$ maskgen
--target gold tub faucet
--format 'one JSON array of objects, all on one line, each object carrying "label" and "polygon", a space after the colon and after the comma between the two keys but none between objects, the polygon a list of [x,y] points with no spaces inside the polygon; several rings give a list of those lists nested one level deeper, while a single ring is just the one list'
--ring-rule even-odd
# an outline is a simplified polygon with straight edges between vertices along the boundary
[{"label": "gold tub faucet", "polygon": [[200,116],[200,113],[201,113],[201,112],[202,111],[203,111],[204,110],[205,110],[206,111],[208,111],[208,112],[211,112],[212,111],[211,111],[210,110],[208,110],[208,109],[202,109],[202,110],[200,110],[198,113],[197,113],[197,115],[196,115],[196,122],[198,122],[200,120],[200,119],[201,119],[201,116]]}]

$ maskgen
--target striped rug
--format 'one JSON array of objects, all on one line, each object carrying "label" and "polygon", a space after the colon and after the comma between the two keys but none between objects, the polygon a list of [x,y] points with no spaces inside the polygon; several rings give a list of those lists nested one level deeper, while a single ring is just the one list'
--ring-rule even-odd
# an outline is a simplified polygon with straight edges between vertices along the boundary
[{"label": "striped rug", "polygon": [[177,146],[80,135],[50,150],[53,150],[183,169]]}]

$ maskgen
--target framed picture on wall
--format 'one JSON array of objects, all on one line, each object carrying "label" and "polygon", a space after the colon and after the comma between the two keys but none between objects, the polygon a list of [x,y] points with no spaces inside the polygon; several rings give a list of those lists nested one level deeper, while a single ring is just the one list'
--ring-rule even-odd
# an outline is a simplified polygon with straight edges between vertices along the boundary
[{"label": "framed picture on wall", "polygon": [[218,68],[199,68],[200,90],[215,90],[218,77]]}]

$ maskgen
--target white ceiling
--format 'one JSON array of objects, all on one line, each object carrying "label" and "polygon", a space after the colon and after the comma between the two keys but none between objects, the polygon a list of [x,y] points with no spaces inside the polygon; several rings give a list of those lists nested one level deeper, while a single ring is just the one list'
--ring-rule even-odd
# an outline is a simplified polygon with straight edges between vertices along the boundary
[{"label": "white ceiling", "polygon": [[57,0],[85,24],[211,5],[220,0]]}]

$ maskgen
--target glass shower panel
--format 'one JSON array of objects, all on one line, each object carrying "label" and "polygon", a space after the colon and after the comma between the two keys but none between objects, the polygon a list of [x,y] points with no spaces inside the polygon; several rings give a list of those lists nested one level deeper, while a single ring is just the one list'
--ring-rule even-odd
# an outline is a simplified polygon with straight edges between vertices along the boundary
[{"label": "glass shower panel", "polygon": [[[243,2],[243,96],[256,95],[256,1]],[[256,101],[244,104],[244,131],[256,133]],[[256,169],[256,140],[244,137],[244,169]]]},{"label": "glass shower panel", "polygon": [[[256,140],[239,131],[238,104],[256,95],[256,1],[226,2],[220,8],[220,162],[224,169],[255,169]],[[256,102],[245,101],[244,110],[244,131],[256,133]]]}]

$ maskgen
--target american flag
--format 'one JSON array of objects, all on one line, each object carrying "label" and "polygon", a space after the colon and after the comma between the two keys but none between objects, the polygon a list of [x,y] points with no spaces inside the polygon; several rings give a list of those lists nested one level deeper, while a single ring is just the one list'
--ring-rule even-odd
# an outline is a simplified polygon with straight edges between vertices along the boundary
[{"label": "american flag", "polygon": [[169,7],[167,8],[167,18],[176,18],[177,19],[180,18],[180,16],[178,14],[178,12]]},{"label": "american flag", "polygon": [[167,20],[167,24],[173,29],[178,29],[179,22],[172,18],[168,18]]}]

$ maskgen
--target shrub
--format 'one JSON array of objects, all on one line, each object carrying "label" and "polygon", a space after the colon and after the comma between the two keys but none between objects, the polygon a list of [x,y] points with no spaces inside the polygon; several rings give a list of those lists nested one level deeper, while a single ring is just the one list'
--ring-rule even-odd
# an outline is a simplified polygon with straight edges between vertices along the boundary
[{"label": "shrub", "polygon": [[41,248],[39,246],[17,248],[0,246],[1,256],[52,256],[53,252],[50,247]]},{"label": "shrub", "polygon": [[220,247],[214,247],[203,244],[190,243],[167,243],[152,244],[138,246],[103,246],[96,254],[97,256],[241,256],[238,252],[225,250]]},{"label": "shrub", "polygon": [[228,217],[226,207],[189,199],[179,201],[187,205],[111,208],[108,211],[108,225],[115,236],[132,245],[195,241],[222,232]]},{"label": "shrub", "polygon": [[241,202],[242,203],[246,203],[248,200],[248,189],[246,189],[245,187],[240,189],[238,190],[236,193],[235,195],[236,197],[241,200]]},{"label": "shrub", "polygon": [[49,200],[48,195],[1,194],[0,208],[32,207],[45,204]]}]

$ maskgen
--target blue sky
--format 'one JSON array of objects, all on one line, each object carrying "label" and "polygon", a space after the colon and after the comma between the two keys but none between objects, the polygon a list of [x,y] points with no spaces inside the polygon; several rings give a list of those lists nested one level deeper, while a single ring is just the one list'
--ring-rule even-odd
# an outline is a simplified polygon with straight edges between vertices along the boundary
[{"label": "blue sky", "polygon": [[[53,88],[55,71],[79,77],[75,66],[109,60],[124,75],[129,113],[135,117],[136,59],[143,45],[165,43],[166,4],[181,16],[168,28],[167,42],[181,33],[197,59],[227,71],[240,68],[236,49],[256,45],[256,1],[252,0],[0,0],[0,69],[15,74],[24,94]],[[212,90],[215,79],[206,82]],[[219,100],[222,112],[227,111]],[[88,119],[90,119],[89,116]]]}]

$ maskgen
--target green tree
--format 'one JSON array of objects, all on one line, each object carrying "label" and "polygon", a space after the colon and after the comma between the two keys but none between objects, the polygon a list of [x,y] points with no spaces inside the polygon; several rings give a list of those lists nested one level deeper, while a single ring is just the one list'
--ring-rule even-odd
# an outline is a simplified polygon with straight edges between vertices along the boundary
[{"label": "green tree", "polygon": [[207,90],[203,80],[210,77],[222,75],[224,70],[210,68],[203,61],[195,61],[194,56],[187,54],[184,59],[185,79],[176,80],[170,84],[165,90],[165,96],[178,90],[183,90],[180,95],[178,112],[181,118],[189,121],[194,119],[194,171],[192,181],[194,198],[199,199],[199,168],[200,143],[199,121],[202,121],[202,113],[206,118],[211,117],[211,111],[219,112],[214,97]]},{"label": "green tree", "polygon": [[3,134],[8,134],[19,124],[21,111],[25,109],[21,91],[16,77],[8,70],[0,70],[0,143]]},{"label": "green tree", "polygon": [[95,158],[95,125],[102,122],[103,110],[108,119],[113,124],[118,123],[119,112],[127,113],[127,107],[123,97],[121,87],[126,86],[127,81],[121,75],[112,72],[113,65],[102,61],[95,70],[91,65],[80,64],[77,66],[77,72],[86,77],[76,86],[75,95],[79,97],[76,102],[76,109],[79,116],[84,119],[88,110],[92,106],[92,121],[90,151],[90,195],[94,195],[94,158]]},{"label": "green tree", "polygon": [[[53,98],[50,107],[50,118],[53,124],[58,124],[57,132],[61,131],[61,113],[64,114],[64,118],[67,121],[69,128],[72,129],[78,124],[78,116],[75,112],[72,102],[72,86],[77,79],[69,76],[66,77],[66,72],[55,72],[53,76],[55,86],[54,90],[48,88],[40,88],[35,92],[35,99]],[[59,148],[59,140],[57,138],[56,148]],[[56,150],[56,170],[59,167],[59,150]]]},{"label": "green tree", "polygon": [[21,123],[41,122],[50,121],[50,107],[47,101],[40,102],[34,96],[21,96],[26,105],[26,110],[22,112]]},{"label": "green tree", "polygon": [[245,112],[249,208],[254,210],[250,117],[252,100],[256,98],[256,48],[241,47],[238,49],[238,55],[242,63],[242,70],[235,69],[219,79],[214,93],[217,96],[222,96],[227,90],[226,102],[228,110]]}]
┄┄┄┄┄┄┄┄┄┄
TO DO: Locate every line in the listing above that contains the string "target" and copy each of those lines. Case counts.

EXERCISE RESPONSE:
--target gold tub faucet
--target striped rug
--target framed picture on wall
--target white ceiling
--target glass shower panel
--target american flag
--target shrub
--target blue sky
--target green tree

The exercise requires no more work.